EXCERPT
Revolving around themes of Native American history, heritage, identity, trauma and healing A Council of Dolls by Mona Susan Power tells the story of three generations of Native American women spanning the nineteenth century to the present day.

The narrative is presented to us from the first-person perspectives of Sissy (Jesse), Lillian and Cora. Also sharing their perspectives are the three dolls that bear witness to the sorrows, loss and trauma these three women during their childhood years – their friends, companions, confidantes and source of strength in difficult times- Sissy’s doll Ethel, Lillian’s doll is a Shirley Temple doll she calls Mae and Cora’s is a buckskin doll named Winona.

“We've had forces working to get rid of our culture and beliefs, our way of living, for many generations now.”

Sissy’s mother Lillian is a strong woman, an activist with a volatile temperament whose childhood experiences, both in her family and in school, have cast a long shadow on her present family life. Growing up in 1960s Chicago, Sissy was too young to comprehend that her Lakhota/Dakhota parents belong to a generation of indigenous people (and those who came before them) who were forced to attend schools meant to strip them of their language, their identity and their roots.

TASK REQUIREMENTS
a - In the review of A Council of Dolls, write out everything from "Sissy’s mother Lillian" down to "and their roots.".
b - Continue the review of A Council of Dolls from where it stops.

Coordinate annotation records
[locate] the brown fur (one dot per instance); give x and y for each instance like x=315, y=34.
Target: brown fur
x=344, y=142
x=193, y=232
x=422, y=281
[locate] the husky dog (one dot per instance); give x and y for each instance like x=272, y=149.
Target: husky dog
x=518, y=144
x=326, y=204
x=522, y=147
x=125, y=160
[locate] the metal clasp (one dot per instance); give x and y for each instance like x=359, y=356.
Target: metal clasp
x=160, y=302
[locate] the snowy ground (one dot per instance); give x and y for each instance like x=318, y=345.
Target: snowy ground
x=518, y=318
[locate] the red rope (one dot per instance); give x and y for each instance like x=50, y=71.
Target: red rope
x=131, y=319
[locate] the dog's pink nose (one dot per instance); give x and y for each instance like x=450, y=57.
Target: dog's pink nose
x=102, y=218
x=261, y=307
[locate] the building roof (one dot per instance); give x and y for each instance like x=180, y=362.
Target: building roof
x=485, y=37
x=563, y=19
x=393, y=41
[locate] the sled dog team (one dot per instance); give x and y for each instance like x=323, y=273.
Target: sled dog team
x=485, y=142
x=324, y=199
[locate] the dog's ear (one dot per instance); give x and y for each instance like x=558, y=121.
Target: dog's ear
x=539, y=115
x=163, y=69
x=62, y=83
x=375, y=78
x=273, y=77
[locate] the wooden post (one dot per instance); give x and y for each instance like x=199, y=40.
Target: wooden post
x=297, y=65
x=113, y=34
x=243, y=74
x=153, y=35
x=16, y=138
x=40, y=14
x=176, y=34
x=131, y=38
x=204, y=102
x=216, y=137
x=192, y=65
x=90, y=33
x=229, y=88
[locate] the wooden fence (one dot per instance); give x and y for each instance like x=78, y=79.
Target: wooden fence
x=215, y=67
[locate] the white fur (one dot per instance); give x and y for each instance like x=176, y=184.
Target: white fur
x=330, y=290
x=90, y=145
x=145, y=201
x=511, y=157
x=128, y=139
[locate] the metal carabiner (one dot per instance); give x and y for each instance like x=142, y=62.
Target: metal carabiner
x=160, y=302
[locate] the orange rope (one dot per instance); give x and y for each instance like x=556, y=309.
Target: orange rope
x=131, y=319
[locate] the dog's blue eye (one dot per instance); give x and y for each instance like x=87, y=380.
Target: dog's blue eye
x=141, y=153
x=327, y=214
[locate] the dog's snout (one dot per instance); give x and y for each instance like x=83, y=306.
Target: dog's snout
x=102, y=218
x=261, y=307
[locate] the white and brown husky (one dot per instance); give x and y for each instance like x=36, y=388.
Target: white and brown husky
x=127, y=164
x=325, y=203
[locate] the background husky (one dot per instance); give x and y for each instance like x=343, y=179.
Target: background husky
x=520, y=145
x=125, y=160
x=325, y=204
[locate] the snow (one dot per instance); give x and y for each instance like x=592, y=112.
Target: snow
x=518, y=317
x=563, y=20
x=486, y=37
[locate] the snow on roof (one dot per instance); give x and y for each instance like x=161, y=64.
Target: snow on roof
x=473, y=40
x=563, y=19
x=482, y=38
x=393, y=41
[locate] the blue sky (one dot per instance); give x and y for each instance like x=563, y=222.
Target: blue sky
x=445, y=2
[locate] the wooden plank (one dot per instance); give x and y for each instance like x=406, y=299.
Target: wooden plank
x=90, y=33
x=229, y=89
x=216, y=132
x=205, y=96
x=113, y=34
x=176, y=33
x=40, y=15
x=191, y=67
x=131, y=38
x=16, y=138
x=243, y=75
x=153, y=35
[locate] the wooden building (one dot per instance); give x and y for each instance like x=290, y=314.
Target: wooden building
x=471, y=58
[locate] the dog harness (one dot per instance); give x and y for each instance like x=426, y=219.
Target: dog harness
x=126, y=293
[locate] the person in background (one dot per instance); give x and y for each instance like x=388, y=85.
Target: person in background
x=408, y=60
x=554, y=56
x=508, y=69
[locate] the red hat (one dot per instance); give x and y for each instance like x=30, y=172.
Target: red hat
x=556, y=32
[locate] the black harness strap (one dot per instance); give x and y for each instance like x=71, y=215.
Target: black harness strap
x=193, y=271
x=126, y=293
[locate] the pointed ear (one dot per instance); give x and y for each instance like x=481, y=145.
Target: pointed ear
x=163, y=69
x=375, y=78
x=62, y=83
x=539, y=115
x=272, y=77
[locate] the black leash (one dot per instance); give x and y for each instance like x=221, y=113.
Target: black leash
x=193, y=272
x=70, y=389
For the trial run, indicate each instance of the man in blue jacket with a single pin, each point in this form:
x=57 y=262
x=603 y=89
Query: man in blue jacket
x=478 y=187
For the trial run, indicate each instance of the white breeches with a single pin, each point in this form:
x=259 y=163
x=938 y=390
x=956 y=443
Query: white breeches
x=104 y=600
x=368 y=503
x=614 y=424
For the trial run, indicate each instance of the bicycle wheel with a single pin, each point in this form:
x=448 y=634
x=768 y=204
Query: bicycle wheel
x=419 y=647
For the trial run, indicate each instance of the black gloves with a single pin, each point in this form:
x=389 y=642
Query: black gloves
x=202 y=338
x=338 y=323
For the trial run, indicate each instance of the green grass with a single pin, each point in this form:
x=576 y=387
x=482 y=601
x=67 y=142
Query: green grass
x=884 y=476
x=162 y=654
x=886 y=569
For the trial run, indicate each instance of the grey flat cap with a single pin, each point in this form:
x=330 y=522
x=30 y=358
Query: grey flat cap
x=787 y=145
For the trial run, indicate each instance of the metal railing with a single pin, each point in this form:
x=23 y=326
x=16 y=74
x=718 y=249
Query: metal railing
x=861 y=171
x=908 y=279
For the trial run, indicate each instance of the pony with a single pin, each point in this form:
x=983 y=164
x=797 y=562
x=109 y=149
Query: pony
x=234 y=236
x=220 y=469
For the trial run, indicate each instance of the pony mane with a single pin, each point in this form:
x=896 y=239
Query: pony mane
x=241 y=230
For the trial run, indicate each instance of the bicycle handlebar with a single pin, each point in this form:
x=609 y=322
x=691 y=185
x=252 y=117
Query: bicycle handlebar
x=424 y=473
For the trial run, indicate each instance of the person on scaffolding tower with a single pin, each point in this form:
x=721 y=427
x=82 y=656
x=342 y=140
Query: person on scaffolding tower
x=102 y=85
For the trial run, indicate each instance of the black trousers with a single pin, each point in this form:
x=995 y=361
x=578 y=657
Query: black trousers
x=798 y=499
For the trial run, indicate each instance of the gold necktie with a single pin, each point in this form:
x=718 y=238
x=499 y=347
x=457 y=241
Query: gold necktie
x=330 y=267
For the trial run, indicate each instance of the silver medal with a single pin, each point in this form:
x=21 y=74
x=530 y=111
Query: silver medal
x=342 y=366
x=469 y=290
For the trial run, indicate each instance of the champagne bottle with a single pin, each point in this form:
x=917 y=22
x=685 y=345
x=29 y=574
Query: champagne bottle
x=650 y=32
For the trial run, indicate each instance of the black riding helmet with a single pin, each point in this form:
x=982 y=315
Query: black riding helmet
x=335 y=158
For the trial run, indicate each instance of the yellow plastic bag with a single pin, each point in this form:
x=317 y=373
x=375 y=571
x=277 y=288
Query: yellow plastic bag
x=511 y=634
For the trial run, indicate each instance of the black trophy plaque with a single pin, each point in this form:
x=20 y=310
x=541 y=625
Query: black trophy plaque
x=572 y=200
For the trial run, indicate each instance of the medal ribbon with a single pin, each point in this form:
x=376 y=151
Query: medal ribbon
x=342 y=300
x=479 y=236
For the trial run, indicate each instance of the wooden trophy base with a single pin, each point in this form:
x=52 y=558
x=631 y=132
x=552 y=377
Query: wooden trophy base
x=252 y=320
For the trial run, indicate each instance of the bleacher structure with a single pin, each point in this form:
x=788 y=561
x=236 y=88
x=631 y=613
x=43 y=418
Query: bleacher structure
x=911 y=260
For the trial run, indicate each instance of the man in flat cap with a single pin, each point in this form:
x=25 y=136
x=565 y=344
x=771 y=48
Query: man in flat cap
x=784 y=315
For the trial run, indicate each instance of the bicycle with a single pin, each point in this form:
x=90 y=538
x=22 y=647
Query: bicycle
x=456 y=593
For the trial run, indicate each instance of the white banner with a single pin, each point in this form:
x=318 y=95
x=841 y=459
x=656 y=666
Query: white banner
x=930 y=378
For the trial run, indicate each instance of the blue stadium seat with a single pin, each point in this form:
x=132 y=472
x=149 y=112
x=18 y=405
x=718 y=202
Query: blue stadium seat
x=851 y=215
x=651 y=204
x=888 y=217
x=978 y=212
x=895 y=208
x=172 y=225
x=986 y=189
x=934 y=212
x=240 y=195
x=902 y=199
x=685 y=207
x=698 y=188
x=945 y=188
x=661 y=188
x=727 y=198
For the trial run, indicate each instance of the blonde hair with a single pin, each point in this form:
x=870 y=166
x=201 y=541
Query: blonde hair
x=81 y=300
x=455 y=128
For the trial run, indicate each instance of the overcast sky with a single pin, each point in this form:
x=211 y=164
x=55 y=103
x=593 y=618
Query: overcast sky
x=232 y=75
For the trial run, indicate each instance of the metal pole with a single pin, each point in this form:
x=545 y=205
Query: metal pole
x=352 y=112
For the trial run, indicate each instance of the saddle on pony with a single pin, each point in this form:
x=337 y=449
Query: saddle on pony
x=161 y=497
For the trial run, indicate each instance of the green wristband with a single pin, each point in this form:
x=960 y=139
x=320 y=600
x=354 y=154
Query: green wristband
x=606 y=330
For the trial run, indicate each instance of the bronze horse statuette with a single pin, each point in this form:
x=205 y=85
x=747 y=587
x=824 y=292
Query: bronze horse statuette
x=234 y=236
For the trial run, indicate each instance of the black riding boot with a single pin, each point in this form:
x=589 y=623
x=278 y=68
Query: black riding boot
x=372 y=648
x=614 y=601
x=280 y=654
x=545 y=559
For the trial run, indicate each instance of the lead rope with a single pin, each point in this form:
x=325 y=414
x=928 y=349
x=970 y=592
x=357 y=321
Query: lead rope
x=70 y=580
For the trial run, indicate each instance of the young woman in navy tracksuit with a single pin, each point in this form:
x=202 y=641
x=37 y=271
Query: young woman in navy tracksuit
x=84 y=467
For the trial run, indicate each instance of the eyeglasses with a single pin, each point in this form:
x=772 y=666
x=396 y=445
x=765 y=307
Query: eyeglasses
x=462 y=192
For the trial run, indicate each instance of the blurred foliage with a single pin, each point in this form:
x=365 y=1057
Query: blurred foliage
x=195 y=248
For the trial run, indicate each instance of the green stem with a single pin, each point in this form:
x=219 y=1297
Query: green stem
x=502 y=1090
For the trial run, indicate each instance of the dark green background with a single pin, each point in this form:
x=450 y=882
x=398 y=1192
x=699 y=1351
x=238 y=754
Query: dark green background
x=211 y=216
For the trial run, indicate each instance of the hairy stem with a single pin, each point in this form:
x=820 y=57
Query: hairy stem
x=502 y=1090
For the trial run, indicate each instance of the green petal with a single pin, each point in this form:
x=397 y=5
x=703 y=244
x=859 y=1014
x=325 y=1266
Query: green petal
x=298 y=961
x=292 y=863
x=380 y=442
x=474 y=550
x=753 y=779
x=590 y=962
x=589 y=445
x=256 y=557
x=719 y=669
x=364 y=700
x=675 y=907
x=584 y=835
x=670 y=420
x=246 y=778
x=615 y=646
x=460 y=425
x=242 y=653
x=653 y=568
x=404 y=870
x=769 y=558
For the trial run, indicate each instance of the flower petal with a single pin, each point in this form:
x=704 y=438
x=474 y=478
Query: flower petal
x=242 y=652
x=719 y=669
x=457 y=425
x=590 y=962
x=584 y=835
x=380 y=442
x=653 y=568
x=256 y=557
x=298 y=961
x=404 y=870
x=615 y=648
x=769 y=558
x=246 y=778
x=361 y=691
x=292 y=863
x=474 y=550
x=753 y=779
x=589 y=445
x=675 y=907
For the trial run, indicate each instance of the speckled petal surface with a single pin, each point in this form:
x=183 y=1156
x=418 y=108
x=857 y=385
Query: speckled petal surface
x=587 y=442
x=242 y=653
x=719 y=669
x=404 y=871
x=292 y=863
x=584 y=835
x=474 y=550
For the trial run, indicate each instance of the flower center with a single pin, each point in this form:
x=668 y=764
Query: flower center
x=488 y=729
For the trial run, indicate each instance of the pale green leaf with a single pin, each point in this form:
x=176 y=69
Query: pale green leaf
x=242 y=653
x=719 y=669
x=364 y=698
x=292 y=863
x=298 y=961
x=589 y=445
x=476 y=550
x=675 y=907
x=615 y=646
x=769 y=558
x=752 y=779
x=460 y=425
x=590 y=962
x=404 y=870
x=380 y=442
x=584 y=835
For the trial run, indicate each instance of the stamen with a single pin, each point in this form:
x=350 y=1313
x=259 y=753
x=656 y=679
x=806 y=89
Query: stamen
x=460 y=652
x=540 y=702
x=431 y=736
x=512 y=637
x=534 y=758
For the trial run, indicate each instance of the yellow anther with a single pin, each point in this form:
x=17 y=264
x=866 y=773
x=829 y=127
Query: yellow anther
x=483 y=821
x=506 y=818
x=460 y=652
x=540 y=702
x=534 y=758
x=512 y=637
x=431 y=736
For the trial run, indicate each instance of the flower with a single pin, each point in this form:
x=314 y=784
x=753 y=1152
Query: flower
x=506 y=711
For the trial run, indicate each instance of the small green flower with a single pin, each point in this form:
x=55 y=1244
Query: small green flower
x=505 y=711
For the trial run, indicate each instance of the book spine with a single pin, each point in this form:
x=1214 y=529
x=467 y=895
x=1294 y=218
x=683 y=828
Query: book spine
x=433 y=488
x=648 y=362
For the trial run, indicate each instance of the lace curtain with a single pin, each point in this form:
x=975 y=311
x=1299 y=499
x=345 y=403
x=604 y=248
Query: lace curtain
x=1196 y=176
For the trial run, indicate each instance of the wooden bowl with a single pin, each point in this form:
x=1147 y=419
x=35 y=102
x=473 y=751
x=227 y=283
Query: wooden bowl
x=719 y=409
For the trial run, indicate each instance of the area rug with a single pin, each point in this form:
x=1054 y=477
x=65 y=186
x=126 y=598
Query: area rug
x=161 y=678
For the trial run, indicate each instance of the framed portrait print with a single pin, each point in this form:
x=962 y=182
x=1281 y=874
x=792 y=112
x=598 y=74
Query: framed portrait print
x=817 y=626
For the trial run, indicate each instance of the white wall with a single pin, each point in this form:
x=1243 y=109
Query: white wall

TASK-BY-TASK OUTPUTS
a -
Sissy’s mother Lillian is a strong woman, an activist with a volatile temperament whose childhood experiences, both in her family and in school, have cast a long shadow on her present family life. Growing up in 1960s Chicago, Sissy was too young to comprehend that her Lakhota/Dakhota parents belong to a generation of indigenous people (and those who came before them) who were forced to attend schools meant to strip them of their language, their identity and their roots.

b -
Lillian’s mother, Cora is a loving presence in Sissy’s life but has had a difficult life, growing in the Standing Rock Indian Reservation amid tremendous upheaval in the wake of the killing of Hunkpapa Lakhota leader Sitting Bull, and her experiences in an Indian residential school and troubled marriage to Jack, Lillian’s alcoholic father.

“We're used to white folks telling us how lucky we are that they are in our lives, telling us we didn't know how to live until they came along. We're used to being made feel dirty, backward, feeble-minded, lax in our conduct, nasty in our manners-just one tiny hair from being a beast in the zoo.”

The narrative begins with a glimpse into Sissy’s childhood and a tragic loss, the impact of which follows her into adulthood. The following sections follow Lillian’s and Cora’s stories and are set in the 1920s and late 1800s, respectively. In the final segment of the story, we meet Sissy who is now in her fifties and has changed her name to Jesse, as she collates the stories of her mother and grandmother to understand how their experiences are tied together and their experiences have impacted their family through generations – an endeavor that proves to be a cathartic experience that paves the way for personal healing.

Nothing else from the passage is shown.